> **Complete the following**:
1/ Repeat the passage of the deportation report below that begins with the words containing "It also heard" and ends with "70% in 2018.".
2/ Answer these from the deportation report below:
(a) In what year did the man arrive in France?
(b) Which court overturned the expulsion order against him?
(c) At what age did his father die?

> **Selected extract**:
----

Bangladeshi man uses pollution plea to avoid deportation from France

A Bangladeshi man with asthma was saved from being deported from France after his lawyer argued that he might face severe health risks and possibly premature death due to the dangerous levels of pollution in his homeland.


In a ruling believed to be the first of its kind in France, the appeals court in Bordeaux overturned an expulsion order against the 40-year-old man as he would face “a worsening of his respiratory pathology due to air pollution” in his country of origin, British daily The Guardian reported.


“To my knowledge, this is the first time a French court has applied the environment as one of its criteria in such a case,” Ludovic Riviere, the unnamed man’s lawyer, told the newspaper.


“It decided my client’s life would be endangered by the air quality in Bangladesh.”


The man arrived in France in 2011 after fleeing persecution in his home country. He settled in Toulouse, found work as a waiter, and in 2015 was given a temporary residence permit as a foreign national requiring medical treatment.


The court took into consideration the fact that the drugs the man is receiving in France are not available in Bangladesh, and that the Bangladeshi health system can only provide the night-time ventilation equipment he needs for his sleep apnea in hospital , the report added.


It also heard evidence that the man’s father had died of an asthma attack at the age of 54, Riviere said, and that since arriving in France and beginning treatment, his respiratory capacity had increased from 58% in 2013 to 70% in 2018.


“For all these reasons, the court decided that sending my client back to his country would mean putting him at real risk of death,” the lawyer said. “Respiratory failure as a result of an asthma attack would be almost inevitable.”

----

> **Given material**:
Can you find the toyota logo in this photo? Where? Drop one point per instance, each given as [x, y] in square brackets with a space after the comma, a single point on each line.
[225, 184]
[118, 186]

----

> **Outputs in order**:
1/
It also heard evidence that the man’s father had died of an asthma attack at the age of 54, Riviere said, and that since arriving in France and beginning treatment, his respiratory capacity had increased from 58% in 2013 to 70% in 2018.

2/
(a) 2011
(b) The appeals court in Bordeaux
(c) 54